WORK TO COMPLETE —
Find the line with "negative clicks: (371, 148) (534, 126)" in the data below, then restate it and all remaining lines exactly, adding nothing.

Stored dataset items —
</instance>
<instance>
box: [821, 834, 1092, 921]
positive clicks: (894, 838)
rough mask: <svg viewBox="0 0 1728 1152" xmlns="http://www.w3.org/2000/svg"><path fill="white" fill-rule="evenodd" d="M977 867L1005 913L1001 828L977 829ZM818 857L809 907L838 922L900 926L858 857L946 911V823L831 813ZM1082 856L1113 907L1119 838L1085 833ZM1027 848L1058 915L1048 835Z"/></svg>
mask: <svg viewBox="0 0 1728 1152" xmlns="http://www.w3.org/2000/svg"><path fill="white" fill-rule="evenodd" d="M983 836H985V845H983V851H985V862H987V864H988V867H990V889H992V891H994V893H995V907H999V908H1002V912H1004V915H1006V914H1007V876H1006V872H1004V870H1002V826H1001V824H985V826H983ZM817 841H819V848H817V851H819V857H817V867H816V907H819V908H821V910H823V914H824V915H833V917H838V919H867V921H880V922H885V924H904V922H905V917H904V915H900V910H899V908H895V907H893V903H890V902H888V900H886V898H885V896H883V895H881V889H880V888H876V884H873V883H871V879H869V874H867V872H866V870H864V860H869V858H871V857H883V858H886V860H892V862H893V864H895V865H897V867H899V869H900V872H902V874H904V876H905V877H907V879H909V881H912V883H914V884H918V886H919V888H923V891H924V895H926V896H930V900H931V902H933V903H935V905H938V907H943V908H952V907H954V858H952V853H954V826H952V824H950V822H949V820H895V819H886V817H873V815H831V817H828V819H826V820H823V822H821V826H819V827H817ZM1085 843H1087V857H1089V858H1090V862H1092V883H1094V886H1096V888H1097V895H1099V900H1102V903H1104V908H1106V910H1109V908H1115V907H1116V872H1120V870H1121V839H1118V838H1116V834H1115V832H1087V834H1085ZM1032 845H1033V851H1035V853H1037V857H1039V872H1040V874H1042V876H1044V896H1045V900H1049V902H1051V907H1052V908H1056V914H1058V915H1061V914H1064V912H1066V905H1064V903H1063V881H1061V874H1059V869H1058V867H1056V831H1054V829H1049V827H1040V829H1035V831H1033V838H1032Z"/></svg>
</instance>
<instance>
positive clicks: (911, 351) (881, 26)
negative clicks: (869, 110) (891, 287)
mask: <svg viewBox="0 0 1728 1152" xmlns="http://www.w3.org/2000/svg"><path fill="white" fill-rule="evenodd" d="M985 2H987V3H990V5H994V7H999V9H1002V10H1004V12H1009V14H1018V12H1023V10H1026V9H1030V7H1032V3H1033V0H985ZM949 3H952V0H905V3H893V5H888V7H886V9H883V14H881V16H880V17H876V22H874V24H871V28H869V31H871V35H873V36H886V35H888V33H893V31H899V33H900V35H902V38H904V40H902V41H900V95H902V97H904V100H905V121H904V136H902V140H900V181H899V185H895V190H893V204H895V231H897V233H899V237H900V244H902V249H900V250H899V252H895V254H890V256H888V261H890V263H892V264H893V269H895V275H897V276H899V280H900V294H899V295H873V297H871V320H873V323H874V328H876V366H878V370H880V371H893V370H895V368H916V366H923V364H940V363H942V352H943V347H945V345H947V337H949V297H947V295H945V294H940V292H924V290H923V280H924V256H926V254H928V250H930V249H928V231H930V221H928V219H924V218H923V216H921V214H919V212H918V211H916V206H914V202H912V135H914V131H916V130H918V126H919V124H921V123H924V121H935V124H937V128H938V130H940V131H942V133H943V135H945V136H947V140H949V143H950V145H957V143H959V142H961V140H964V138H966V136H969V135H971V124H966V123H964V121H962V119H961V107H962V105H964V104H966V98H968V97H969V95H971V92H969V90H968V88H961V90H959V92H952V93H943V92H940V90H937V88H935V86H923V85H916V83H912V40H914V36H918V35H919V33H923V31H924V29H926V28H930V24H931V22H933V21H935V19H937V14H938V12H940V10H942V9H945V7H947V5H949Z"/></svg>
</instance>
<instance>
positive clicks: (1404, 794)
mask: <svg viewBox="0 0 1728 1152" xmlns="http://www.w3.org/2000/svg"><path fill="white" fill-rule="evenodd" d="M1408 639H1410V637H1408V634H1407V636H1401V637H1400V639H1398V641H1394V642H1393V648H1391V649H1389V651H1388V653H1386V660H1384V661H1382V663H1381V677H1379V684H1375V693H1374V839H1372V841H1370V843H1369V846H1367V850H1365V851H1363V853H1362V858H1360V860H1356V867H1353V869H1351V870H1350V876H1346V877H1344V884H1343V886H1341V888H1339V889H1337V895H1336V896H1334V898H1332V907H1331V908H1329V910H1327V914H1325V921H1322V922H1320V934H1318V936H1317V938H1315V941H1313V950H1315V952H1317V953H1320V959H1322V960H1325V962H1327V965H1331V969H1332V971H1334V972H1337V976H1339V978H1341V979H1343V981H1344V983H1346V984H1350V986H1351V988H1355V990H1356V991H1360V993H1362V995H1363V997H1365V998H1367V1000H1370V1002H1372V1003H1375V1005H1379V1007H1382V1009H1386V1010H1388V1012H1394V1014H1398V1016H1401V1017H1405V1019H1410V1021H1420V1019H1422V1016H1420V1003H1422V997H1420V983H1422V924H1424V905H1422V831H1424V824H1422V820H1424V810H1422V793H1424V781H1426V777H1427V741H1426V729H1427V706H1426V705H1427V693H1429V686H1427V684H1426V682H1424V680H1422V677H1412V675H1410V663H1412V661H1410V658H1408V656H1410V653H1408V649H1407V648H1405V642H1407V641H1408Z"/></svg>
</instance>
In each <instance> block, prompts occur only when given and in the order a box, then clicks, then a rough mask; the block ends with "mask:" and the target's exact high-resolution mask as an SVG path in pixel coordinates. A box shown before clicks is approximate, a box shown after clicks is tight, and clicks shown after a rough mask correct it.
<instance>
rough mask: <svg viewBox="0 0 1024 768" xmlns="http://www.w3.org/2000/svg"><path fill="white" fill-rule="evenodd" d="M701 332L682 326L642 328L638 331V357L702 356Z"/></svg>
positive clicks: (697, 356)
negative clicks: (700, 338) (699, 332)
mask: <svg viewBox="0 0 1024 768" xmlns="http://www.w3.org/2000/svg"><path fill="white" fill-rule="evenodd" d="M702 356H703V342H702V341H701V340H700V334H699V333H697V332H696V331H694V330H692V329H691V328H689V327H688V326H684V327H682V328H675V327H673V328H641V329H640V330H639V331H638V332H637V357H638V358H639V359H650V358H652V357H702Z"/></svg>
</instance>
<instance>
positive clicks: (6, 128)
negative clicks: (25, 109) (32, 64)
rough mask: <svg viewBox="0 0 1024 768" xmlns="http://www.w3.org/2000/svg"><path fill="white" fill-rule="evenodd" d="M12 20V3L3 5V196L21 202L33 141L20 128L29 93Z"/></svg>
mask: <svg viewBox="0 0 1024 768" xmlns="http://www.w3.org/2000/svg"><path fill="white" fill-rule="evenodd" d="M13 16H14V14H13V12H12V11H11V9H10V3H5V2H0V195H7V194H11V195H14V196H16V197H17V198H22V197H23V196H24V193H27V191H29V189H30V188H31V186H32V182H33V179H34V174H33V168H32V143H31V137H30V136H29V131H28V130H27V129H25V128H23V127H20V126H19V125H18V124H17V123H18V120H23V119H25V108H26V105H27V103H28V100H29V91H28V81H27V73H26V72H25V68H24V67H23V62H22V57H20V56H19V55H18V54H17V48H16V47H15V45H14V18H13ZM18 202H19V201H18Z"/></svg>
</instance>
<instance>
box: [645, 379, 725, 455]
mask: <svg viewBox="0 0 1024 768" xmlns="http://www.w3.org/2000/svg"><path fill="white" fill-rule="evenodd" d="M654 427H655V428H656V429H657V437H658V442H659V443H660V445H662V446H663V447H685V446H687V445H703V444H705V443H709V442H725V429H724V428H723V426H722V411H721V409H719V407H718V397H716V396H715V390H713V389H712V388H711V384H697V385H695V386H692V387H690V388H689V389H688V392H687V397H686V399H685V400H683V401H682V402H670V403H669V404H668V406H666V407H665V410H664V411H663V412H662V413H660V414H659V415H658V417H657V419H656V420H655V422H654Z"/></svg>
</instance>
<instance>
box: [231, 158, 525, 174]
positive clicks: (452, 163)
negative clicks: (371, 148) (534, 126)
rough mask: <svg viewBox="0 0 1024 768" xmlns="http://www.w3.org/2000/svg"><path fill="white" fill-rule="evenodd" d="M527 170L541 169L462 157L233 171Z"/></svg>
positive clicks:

WRITTEN ANSWER —
negative clicks: (371, 148) (534, 126)
rough mask: <svg viewBox="0 0 1024 768" xmlns="http://www.w3.org/2000/svg"><path fill="white" fill-rule="evenodd" d="M527 170L541 169L462 157L233 171Z"/></svg>
positive clicks:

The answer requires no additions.